* [Work required]: Print the part of the records that opens with the line containing "the dog's curly" and closes with the line containing "pixel 538 63", both lines included, keeping every character unchanged.

-- Start Materials provided --

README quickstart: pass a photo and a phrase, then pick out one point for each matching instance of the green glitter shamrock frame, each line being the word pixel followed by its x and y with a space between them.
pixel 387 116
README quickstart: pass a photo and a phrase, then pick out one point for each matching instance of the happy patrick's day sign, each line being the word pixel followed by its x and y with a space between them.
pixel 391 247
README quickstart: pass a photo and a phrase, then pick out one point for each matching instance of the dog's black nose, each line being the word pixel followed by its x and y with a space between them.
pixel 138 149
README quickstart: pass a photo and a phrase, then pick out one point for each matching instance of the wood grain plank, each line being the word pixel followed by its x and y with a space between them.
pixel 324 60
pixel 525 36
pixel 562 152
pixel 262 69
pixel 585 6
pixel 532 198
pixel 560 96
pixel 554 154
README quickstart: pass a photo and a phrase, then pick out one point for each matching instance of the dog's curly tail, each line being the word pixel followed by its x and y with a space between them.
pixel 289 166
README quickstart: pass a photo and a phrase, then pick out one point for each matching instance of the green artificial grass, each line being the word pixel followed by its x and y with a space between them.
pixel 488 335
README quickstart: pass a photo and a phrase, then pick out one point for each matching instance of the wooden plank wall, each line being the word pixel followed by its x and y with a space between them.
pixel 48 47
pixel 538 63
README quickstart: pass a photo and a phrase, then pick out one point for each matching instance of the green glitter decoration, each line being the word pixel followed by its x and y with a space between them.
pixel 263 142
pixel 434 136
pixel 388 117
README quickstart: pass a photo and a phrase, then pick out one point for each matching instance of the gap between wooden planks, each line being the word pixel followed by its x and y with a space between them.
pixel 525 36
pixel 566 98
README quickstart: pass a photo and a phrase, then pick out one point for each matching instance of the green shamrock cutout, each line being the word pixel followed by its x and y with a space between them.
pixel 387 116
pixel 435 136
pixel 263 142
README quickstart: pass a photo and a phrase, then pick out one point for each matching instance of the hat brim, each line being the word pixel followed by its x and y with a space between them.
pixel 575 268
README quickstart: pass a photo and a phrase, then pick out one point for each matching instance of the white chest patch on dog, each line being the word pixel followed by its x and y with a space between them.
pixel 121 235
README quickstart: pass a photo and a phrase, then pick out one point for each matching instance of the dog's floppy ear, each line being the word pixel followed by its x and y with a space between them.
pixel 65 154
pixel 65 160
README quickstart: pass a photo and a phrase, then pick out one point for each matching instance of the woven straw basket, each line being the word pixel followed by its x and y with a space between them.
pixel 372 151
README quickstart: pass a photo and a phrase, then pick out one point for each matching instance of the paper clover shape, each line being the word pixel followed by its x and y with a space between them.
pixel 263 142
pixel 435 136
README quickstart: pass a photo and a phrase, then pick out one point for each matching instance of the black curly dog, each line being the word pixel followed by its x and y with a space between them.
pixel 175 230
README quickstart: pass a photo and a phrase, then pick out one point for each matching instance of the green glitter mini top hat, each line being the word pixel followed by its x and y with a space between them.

-- End Materials provided --
-- Start Materials provided --

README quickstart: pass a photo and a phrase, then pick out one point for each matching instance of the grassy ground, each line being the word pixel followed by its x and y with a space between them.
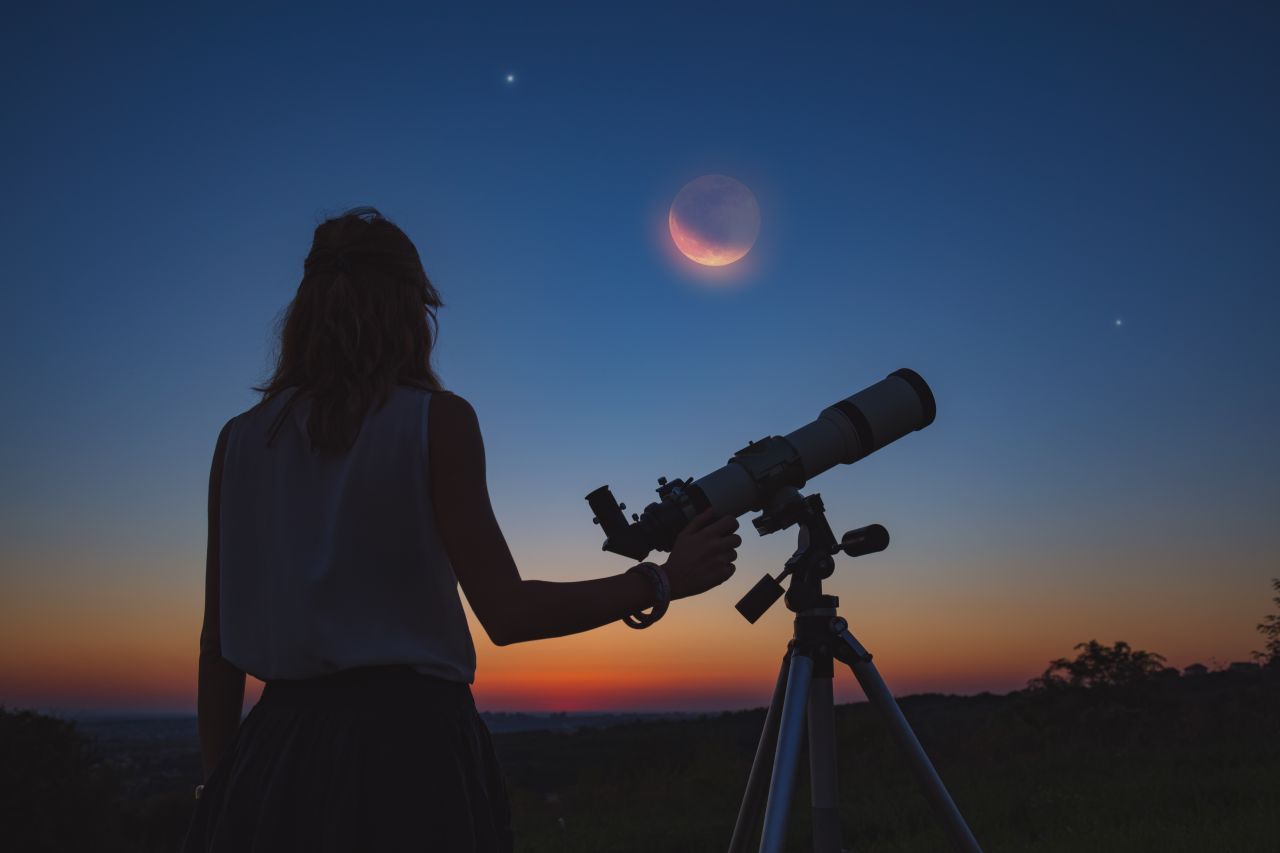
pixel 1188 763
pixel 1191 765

-- End Materials provided --

* [Exercise output]:
README quickstart: pass a photo and a phrase, then pick out one point for each matching instance of the dog's curly tail, each line being the word pixel followed by its x and y with a space between them.
pixel 289 166
README quickstart: pass a photo and a phrase, then pick out one point for each matching instance of the green artificial grass, each line being the word pixel followed by its x and y with a space between them.
pixel 488 335
README quickstart: pass a photo and a phrase, then pick out one point for each matching instance of the wooden plank wall, each line being the word pixel followed by its x and y with a space between them.
pixel 48 47
pixel 538 63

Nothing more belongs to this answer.